Your assignment:
Write the data out again exactly, dropping any images it holds.

##### Listed records

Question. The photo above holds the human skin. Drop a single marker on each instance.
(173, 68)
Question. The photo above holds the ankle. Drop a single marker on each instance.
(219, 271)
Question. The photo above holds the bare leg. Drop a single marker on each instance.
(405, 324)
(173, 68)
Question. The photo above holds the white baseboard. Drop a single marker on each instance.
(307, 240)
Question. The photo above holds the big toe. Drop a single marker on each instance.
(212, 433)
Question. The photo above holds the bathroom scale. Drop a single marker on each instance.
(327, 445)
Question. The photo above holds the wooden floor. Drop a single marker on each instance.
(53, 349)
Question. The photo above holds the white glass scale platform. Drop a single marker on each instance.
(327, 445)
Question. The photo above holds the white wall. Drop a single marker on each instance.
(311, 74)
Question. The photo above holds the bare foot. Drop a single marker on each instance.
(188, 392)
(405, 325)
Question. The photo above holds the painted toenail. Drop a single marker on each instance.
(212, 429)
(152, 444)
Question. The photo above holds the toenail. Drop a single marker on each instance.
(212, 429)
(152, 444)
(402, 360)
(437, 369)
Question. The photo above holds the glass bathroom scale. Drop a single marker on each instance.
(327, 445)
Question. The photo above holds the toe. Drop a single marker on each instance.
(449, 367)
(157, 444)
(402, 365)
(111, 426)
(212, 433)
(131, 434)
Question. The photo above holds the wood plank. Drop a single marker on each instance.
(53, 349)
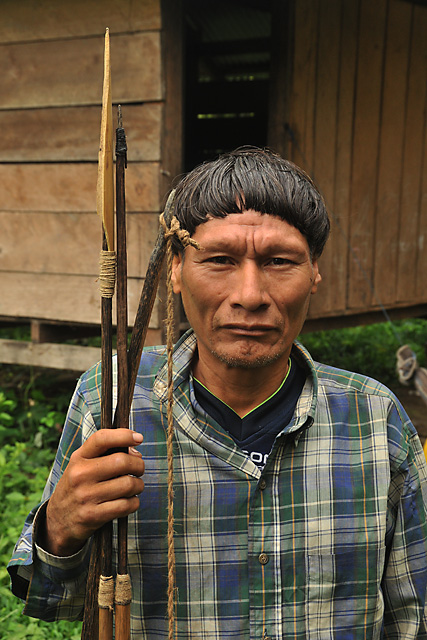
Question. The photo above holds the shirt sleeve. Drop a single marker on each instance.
(52, 587)
(405, 578)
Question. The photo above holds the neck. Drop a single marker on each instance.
(241, 389)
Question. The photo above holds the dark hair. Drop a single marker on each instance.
(252, 178)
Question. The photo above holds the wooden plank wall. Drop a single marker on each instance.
(51, 56)
(358, 121)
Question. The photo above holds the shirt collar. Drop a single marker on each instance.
(183, 354)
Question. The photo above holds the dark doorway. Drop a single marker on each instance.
(227, 73)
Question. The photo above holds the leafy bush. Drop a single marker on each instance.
(371, 349)
(30, 425)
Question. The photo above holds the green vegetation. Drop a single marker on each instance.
(369, 349)
(32, 411)
(33, 404)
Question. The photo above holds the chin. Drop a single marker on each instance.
(248, 361)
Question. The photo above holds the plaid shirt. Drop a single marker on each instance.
(328, 541)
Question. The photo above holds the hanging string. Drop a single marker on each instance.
(186, 240)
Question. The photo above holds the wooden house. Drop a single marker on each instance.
(338, 86)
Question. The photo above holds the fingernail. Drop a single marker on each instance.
(134, 451)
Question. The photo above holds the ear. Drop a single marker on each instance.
(316, 278)
(176, 273)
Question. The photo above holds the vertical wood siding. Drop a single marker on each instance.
(51, 55)
(358, 121)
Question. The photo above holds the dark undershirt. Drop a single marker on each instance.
(255, 433)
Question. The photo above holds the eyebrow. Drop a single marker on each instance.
(222, 245)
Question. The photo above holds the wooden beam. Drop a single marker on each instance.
(55, 356)
(64, 242)
(26, 20)
(67, 72)
(52, 187)
(59, 297)
(70, 134)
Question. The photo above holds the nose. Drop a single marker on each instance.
(249, 290)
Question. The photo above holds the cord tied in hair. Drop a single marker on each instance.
(175, 230)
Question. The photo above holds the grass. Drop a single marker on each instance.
(33, 403)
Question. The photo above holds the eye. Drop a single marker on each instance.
(279, 262)
(219, 260)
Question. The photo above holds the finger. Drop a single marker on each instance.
(104, 439)
(120, 508)
(111, 490)
(114, 466)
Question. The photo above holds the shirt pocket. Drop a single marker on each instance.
(344, 596)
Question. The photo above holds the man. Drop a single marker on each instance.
(299, 507)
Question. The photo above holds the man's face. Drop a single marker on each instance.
(246, 291)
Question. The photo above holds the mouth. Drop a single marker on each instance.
(249, 329)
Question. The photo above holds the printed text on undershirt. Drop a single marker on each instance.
(256, 432)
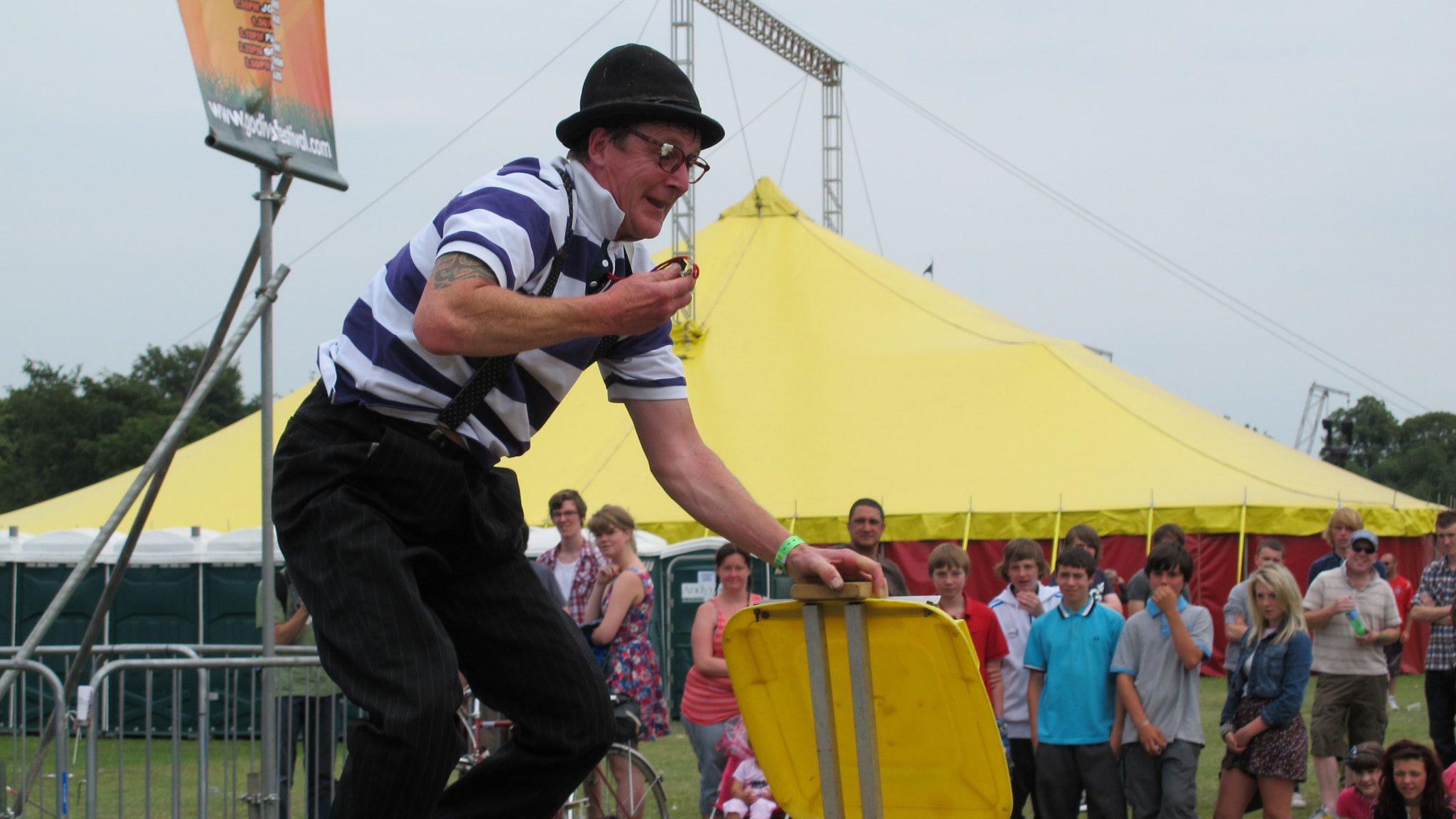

##########

Answer to this problem:
Question. The photo above holds the human skin. Drop a single marker on each instance.
(173, 68)
Question. The photo above holds the ankle. Drop a single marker on each instance.
(219, 271)
Question. The photo above holds the bare leg. Drop a single marker on each instance.
(405, 324)
(173, 68)
Question. The photo above holds the white baseboard. Drop a single marker on each instance.
(307, 240)
Question. The photo above holds the big toe. Drop a single marker on each instance.
(212, 433)
Question. The photo above holds the bathroom scale. Drop a single marker on each instance.
(327, 445)
Question. The photo above holds the wooden floor. Drop a single marker on each instance.
(53, 349)
Question. The photo above holds the white glass scale platform. Drop a single marker on each instance.
(327, 445)
Question. The photo above holds the white wall. Drop a single marker on each instance.
(311, 74)
Question. The photo above holds the bare foot. Drop a single marker on each instance.
(188, 392)
(405, 325)
Question. The photo above holds the painted toenail. Drop a single marker on each instance.
(212, 429)
(152, 444)
Question. The photo above holds the toenail. Drop a single marker on each instance.
(212, 429)
(152, 444)
(402, 360)
(437, 369)
Question. The photo above holds the glass bathroom scale. Drop a single marker on each instance.
(327, 445)
Question. The photo above holds the toe. Drop a single marker on each instance.
(449, 367)
(157, 444)
(402, 365)
(111, 426)
(212, 433)
(131, 434)
Question. The photo above holds the wood plank. Drop a single marker on each instance.
(53, 349)
Question. The photo above holds the shirt sleeve. Drop a single marker on each instance.
(52, 587)
(405, 578)
Question. The photo above holds the neck. Drop a single marker on each instance.
(241, 389)
Question. The photo above holds the dark hair. Drop a single marker on each instance.
(252, 178)
Question. The photo above holds the wooden plank wall. Drop a single marker on each instance.
(51, 56)
(358, 121)
Question. The photo above holds the shirt collar. Drop a single marker on each instance.
(183, 354)
Question. The photo above holds the dark doorway. Drop a single marker on each instance.
(227, 73)
Question. The photo above holds the leafy bush. Drop a single marker on each instance.
(371, 349)
(30, 425)
Question. The photo above holds the green vegetation. Drop a single marker on each instance.
(369, 349)
(32, 411)
(33, 404)
Question. The photo above holds the chin. Drop a single marker on each instance.
(248, 361)
Question. The photo above holds the plaid shirt. Drop a single marker on each instance.
(328, 541)
Question. The photo above holds the hanging string. Drop a single marker on each instance.
(186, 240)
Question. The photo above holds the wooden house. Drop a single marker on each instance.
(338, 86)
Question. The photo above holds the fingernail. Drop a single marker on each instance.
(134, 451)
Question. The photo above holds the ear. Drop a single marker on each instance.
(316, 278)
(176, 273)
Question. The photo above holds the vertical wood siding. Drop a single marker on each instance.
(51, 55)
(358, 121)
Question. The photo above holds the dark undershirt. Drop a single marker on each instance.
(255, 433)
Question. The photo above holds the eyebrow. Drop a single marker on each instance.
(222, 245)
Question. The photo above holds the wooden beam. Drop a single marker on each instance.
(55, 356)
(64, 242)
(26, 20)
(67, 72)
(52, 187)
(59, 297)
(70, 134)
Question. The photo above holds the nose. Drop a single marker on each instance.
(249, 290)
Question. The photo above holds the cord tied in hair. Drop a single marker on each instance.
(175, 230)
Question. The photo above holds the grass. Drop a single marker on each instance.
(33, 403)
Question. The photo above holds the eye. Drop a single marker on each instance.
(279, 262)
(219, 260)
Question. The photo above holds the finger. Drop a single marker on each instance.
(104, 439)
(120, 508)
(111, 490)
(114, 466)
Question. The photo above holds the shirt pocket. Drop a single marker on each instance.
(344, 596)
Question. The photo above holds the man. Drop a single marker on each instance.
(299, 507)
Question. The photo above holds the man's face. Drop a single marker on each instance.
(246, 291)
Question. The photo above holds the mouth. Drop a single marker on each instance.
(249, 329)
Question. The photo above holds the printed text on undershirt. Drop a single marker on each instance.
(256, 432)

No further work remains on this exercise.